#### Given exercise:
Copy out word for word the lines of the material starting at the line that contains "Box every light bulb you see." and ending at the line that contains "39, 52, 304, 120", including both of those lines and nothing else.

[Begin Items]

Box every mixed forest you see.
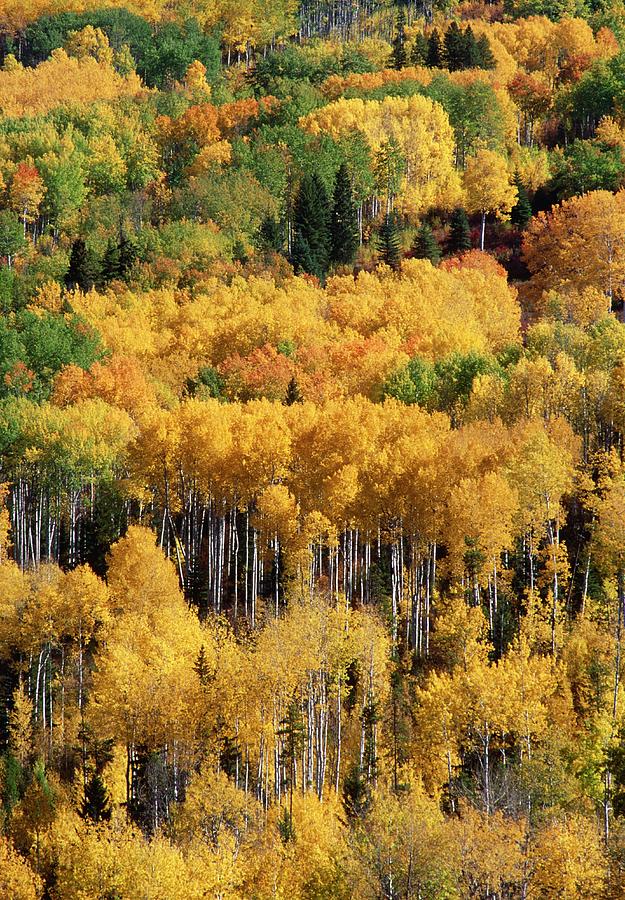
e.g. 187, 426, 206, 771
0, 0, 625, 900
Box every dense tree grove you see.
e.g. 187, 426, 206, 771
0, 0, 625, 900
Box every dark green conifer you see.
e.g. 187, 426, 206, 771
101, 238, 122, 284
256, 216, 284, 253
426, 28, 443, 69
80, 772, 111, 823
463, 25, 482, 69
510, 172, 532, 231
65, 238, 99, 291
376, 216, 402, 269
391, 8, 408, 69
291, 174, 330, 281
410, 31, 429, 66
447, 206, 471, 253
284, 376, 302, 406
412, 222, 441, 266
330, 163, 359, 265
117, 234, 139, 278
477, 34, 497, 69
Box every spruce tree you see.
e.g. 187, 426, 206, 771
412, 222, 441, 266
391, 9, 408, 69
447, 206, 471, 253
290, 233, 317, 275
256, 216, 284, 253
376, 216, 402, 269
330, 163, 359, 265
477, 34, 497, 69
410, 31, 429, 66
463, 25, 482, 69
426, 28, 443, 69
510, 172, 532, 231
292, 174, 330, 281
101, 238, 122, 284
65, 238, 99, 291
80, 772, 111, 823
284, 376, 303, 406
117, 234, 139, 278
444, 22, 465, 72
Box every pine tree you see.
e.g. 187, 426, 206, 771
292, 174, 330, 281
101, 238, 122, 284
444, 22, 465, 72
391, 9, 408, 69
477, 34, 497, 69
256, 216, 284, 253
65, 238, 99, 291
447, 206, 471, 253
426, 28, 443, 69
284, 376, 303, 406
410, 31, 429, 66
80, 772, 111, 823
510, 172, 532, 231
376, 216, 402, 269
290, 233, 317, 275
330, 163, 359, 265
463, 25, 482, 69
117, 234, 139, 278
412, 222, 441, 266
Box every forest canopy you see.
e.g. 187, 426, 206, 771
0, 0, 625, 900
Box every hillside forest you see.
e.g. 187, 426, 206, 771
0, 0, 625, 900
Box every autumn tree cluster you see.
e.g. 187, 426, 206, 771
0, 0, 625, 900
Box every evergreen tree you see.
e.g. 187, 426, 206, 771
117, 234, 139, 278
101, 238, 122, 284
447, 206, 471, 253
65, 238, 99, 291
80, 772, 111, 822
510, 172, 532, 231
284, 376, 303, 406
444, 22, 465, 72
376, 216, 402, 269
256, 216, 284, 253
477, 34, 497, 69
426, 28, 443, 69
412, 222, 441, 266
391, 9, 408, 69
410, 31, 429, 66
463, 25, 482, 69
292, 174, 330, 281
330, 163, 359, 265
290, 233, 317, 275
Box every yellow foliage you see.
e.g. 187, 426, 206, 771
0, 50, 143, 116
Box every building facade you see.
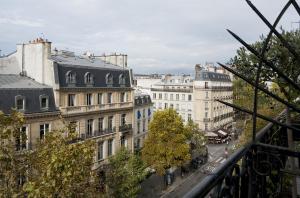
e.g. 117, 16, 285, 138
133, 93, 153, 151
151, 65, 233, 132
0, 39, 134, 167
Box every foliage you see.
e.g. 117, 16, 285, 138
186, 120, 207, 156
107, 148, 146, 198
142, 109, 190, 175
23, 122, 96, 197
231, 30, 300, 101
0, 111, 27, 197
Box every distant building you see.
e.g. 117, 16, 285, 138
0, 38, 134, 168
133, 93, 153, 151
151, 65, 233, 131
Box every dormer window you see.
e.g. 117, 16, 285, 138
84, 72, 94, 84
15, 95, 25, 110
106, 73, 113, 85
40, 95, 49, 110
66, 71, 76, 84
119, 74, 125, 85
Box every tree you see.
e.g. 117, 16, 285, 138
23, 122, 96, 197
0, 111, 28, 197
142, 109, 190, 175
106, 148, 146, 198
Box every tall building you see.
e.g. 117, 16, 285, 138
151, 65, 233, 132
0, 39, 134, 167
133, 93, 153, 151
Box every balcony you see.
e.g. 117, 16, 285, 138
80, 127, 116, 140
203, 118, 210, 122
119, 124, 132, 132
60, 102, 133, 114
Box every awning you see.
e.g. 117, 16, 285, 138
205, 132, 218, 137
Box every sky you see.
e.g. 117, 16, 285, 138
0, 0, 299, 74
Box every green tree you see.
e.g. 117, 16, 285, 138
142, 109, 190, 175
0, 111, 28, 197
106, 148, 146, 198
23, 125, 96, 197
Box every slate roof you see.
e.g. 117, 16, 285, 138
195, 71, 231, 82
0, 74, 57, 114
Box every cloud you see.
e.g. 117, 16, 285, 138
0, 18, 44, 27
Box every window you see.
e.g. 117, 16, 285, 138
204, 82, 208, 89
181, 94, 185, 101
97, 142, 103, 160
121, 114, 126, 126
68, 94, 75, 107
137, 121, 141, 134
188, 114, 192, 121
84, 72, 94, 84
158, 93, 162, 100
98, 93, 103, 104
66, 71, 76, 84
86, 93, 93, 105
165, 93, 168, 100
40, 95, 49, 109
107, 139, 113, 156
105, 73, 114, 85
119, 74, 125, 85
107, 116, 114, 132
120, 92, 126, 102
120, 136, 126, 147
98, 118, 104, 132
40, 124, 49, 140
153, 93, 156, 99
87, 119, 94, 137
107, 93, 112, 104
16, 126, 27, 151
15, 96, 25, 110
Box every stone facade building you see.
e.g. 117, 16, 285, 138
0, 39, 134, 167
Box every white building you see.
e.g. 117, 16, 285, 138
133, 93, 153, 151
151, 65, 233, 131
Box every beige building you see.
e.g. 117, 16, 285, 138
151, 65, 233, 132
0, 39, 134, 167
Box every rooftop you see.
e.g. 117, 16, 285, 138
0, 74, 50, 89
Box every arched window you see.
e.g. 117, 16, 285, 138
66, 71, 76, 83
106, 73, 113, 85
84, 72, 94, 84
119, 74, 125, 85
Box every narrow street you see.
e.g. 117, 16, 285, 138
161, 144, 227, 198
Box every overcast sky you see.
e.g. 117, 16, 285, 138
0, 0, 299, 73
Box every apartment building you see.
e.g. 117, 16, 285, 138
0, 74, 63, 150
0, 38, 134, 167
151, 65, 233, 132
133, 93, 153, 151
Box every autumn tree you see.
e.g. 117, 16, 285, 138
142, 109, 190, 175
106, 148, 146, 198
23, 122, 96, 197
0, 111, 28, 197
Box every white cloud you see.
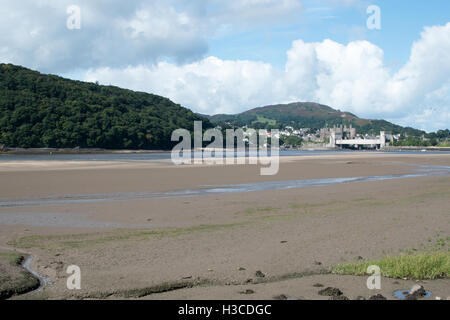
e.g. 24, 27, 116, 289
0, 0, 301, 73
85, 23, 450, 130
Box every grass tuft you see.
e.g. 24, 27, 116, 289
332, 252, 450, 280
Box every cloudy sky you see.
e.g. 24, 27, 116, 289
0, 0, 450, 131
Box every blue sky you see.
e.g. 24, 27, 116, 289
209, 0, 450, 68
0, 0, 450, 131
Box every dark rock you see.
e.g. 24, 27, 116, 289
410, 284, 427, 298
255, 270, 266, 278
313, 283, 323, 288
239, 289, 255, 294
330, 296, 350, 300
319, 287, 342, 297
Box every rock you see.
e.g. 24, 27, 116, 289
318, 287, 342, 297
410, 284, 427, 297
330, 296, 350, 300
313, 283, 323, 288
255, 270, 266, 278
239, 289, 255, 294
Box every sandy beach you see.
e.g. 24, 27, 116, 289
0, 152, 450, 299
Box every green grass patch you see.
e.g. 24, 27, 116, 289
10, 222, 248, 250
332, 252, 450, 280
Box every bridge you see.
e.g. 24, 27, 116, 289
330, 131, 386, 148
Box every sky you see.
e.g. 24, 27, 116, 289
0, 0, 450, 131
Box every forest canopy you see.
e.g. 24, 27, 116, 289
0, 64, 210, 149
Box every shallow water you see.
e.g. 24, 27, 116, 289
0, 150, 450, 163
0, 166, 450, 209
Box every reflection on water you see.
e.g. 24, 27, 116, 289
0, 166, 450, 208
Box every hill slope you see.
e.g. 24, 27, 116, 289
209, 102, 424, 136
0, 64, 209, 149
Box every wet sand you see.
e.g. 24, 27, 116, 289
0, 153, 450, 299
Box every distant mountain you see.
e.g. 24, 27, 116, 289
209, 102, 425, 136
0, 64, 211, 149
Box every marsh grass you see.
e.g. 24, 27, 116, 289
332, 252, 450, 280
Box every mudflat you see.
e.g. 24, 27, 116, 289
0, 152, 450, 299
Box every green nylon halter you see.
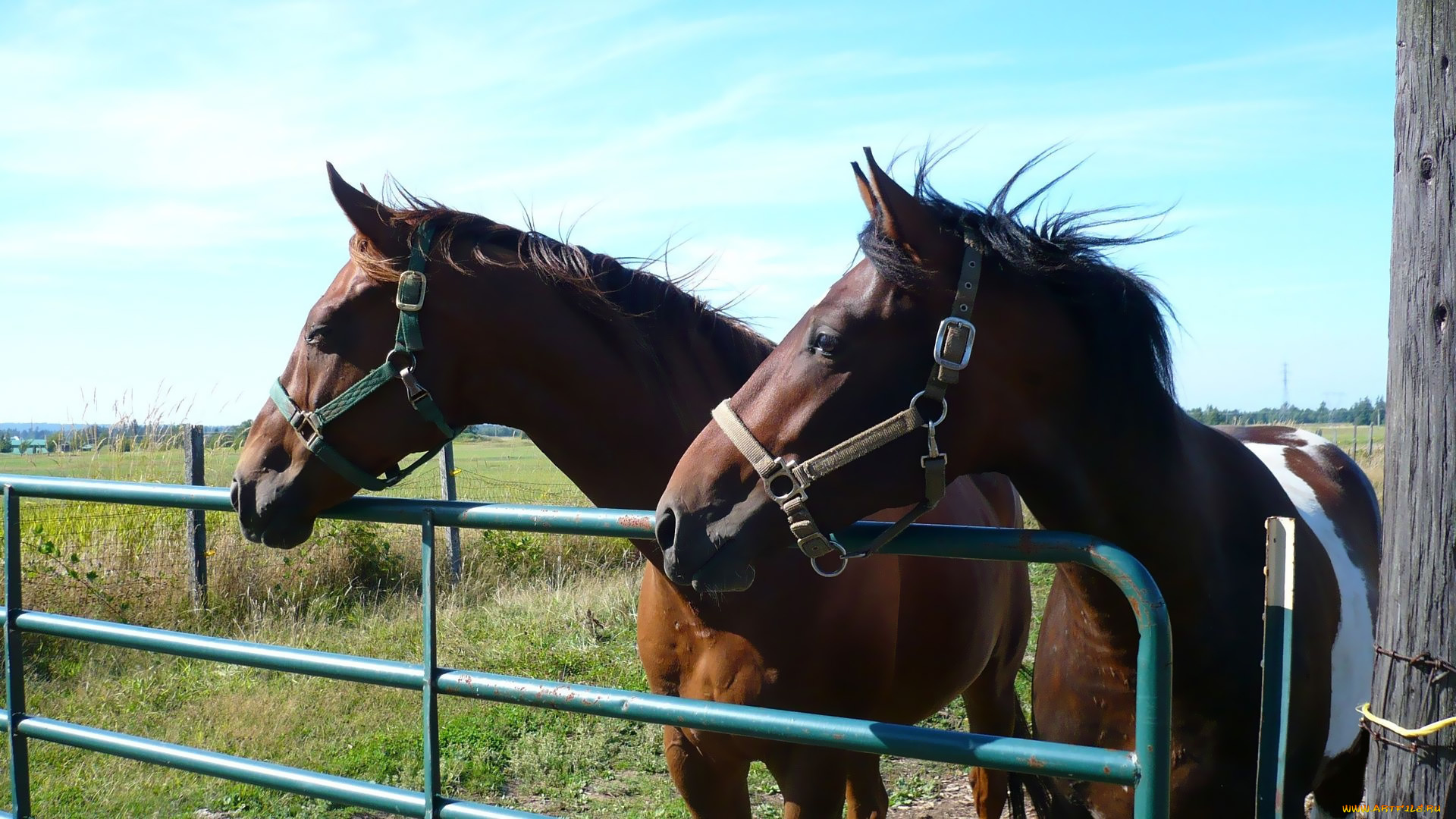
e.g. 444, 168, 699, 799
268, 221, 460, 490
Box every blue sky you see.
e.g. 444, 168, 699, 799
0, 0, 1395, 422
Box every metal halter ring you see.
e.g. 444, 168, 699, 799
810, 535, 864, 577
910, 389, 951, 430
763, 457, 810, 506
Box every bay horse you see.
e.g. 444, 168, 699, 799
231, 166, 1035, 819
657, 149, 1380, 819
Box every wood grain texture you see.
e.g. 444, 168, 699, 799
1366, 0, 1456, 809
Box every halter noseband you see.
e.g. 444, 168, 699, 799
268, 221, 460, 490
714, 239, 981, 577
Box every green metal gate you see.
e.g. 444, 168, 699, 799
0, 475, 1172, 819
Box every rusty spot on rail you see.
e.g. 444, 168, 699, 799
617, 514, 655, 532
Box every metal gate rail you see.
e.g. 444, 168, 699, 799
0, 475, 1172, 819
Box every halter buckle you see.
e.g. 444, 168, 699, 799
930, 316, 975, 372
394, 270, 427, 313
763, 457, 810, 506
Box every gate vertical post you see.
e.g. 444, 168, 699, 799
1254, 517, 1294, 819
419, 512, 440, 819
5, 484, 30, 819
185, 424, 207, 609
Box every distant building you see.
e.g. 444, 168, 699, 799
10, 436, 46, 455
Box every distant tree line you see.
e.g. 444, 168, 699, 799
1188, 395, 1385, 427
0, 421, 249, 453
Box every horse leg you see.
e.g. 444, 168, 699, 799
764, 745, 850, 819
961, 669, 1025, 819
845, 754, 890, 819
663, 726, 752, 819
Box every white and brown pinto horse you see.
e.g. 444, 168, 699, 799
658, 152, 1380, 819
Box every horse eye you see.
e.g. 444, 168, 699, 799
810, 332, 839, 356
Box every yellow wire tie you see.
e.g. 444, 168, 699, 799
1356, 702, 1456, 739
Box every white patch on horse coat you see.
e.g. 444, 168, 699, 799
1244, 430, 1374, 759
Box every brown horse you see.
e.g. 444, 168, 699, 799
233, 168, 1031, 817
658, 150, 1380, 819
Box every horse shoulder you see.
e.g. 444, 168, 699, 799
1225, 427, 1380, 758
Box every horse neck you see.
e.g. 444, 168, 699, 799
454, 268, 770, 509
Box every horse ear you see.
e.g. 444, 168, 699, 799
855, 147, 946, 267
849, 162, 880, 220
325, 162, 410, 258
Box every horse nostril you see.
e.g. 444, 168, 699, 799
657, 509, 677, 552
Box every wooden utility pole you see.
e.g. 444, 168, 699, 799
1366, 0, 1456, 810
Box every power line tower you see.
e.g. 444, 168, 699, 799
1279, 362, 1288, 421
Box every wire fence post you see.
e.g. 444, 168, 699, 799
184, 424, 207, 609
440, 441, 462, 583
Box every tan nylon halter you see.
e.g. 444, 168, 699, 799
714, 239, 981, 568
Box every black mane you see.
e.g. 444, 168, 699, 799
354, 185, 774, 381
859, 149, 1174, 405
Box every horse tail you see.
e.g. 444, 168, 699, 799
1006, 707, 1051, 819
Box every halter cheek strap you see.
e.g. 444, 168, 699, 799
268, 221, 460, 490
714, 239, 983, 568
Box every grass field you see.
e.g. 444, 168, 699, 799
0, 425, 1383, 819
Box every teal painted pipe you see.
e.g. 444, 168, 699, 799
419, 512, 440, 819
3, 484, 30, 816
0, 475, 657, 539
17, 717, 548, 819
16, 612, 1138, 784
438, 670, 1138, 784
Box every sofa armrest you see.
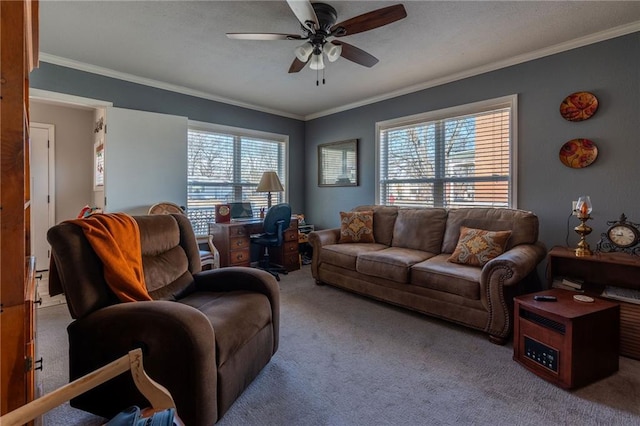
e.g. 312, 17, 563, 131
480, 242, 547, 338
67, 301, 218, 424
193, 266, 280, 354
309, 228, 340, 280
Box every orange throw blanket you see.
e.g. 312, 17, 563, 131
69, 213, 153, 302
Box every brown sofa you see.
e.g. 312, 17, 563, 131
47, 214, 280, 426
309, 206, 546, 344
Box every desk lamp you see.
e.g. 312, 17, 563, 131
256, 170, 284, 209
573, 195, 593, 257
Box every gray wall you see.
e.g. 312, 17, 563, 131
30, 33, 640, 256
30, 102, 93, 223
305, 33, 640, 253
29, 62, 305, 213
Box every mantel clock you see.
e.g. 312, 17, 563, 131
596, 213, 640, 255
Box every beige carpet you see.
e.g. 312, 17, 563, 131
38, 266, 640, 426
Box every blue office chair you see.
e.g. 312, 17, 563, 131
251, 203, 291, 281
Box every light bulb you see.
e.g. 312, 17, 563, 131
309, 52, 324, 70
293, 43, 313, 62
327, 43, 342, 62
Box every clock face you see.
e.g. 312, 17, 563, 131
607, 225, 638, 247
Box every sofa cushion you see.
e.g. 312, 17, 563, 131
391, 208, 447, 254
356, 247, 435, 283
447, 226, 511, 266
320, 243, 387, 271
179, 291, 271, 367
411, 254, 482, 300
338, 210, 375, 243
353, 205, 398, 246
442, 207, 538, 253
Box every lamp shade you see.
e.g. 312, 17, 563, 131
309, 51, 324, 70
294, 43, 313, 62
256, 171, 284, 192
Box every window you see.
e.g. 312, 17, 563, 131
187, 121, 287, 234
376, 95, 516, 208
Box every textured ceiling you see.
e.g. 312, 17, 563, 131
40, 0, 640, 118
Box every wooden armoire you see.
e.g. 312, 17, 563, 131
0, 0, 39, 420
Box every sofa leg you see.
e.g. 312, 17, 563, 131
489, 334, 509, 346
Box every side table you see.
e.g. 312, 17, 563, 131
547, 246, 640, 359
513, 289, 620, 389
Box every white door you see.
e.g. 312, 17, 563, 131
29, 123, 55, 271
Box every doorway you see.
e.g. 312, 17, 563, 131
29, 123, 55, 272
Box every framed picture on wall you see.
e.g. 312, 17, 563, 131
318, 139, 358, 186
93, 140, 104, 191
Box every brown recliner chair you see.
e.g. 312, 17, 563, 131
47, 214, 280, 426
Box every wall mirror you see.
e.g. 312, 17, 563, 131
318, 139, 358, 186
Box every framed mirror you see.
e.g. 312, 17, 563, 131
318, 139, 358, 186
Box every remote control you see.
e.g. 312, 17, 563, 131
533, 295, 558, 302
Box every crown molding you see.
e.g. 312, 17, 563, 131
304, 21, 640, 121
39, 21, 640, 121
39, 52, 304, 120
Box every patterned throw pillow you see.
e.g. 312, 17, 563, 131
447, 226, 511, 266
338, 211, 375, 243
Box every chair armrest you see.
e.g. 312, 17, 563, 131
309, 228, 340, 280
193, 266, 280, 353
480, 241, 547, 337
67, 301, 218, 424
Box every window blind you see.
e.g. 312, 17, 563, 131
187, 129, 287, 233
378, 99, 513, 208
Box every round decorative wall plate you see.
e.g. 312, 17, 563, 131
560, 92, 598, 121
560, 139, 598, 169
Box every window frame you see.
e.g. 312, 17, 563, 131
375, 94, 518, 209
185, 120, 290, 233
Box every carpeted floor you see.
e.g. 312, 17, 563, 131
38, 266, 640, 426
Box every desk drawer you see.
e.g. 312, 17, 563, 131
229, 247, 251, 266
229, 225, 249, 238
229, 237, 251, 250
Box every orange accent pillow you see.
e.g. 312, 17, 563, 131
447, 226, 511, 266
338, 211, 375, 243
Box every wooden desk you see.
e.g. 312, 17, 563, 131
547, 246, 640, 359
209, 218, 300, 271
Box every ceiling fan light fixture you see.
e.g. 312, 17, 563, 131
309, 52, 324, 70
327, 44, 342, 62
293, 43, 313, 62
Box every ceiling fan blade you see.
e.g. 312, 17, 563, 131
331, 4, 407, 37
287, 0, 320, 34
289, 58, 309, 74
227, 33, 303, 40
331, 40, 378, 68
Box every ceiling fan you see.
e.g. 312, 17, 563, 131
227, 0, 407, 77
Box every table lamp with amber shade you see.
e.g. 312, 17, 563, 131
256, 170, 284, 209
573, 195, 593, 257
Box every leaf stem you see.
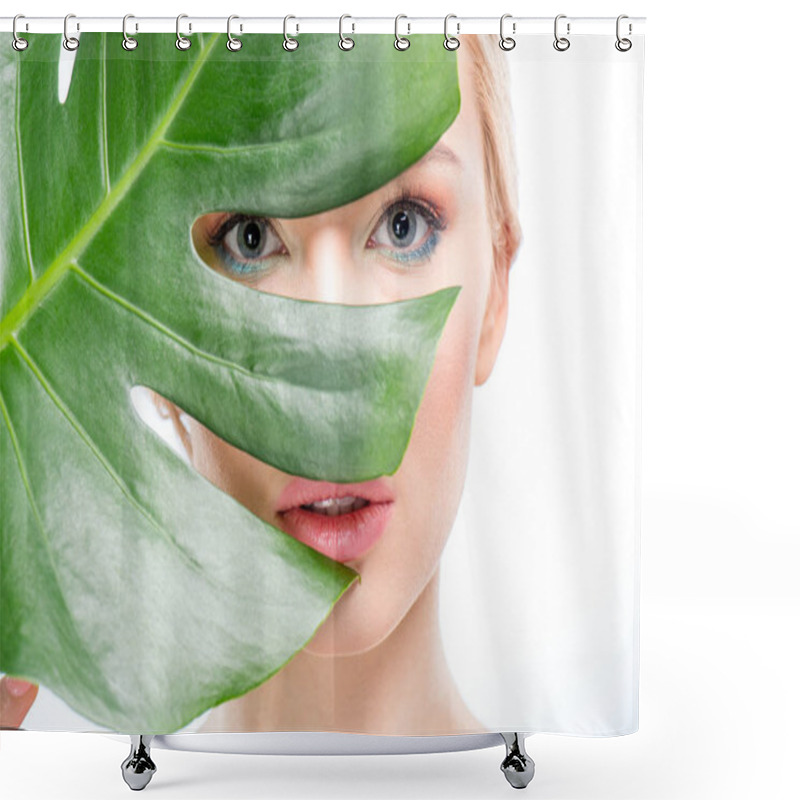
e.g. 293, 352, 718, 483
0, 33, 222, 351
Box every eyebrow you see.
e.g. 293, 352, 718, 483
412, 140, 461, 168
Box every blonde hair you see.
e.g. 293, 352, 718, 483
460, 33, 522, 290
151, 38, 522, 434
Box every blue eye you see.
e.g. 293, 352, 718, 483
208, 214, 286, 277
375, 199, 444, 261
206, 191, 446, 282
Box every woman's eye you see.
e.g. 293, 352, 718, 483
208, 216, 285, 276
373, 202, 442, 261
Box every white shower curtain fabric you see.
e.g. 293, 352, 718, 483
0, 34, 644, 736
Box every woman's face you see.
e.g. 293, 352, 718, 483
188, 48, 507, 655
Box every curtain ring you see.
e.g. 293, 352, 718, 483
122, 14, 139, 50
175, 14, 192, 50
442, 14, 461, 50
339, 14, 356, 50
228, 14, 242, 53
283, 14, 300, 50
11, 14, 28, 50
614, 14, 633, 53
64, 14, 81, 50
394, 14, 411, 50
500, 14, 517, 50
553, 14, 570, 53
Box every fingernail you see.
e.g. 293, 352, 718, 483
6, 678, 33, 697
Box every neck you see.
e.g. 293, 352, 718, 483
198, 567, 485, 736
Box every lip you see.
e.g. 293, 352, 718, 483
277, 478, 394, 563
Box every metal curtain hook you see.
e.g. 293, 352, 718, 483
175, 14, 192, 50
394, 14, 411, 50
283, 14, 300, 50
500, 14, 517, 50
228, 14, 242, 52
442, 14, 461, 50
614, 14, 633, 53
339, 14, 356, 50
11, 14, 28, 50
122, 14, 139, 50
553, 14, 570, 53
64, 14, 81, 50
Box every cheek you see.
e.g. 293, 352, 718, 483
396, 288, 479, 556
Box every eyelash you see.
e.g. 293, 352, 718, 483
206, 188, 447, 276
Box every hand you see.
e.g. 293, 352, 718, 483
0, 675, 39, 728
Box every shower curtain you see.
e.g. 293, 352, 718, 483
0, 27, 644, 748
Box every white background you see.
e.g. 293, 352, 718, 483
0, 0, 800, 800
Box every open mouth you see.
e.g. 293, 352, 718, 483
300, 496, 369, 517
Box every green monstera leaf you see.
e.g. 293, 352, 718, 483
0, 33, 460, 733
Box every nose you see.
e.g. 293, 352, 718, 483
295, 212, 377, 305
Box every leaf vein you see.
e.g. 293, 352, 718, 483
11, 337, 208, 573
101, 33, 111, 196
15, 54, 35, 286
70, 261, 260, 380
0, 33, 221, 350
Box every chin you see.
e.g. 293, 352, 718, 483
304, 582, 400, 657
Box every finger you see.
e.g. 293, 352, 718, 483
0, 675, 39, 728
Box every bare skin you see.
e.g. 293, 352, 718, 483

[End Items]

#### Response:
Box every light bulb you see.
e.g. 312, 17, 563, 131
309, 52, 324, 70
293, 43, 313, 62
327, 43, 342, 62
Box every clock face you see.
e.g. 312, 17, 563, 131
607, 225, 638, 247
Box every sofa cushion you see.
e.g. 312, 17, 563, 131
391, 208, 447, 254
356, 247, 435, 283
447, 226, 511, 266
320, 243, 387, 271
179, 291, 271, 367
411, 254, 482, 300
338, 210, 375, 243
353, 205, 398, 246
442, 207, 538, 253
Box every lamp shade you see.
e.g. 312, 17, 563, 131
309, 51, 324, 70
294, 43, 313, 62
256, 171, 284, 192
Box every window you see.
e.g. 312, 17, 563, 131
187, 121, 287, 234
376, 95, 516, 208
Box every textured ceiling you see.
e.g. 312, 17, 563, 131
40, 0, 640, 118
Box every wooden armoire you see.
e.g. 312, 17, 563, 131
0, 0, 39, 420
Box every sofa leg you see.
e.g. 312, 17, 563, 131
489, 334, 509, 346
Box every side table you see.
e.g. 312, 17, 563, 131
547, 246, 640, 359
513, 289, 620, 389
Box every white door you see.
e.g. 312, 17, 563, 131
29, 123, 55, 271
Box every doorway you see.
e.g. 312, 17, 563, 131
29, 123, 55, 272
Box every framed picture on wall you see.
e.g. 312, 17, 563, 131
318, 139, 358, 186
93, 140, 104, 191
Box every brown recliner chair you see.
e.g. 312, 17, 563, 131
47, 214, 280, 426
Box every wall mirror you see.
e.g. 312, 17, 563, 131
318, 139, 358, 186
Box every framed mirror you see.
e.g. 312, 17, 563, 131
318, 139, 358, 186
Box every remote control you see.
e.g. 312, 17, 563, 131
533, 295, 558, 302
Box every crown molding you see.
e.g. 312, 17, 563, 131
304, 21, 640, 121
39, 21, 640, 121
39, 52, 304, 120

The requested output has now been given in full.